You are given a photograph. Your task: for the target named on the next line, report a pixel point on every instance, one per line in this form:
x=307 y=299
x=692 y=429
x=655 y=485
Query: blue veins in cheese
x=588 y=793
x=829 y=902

========================================

How to complete this task →
Each line of the listing is to be repeated exactly.

Your solution →
You are given a photograph. Your task: for the target named on the next line, report a pixel point on every instance, one per line in this form:
x=307 y=299
x=692 y=429
x=655 y=485
Query: blue veins in cheese
x=588 y=793
x=829 y=902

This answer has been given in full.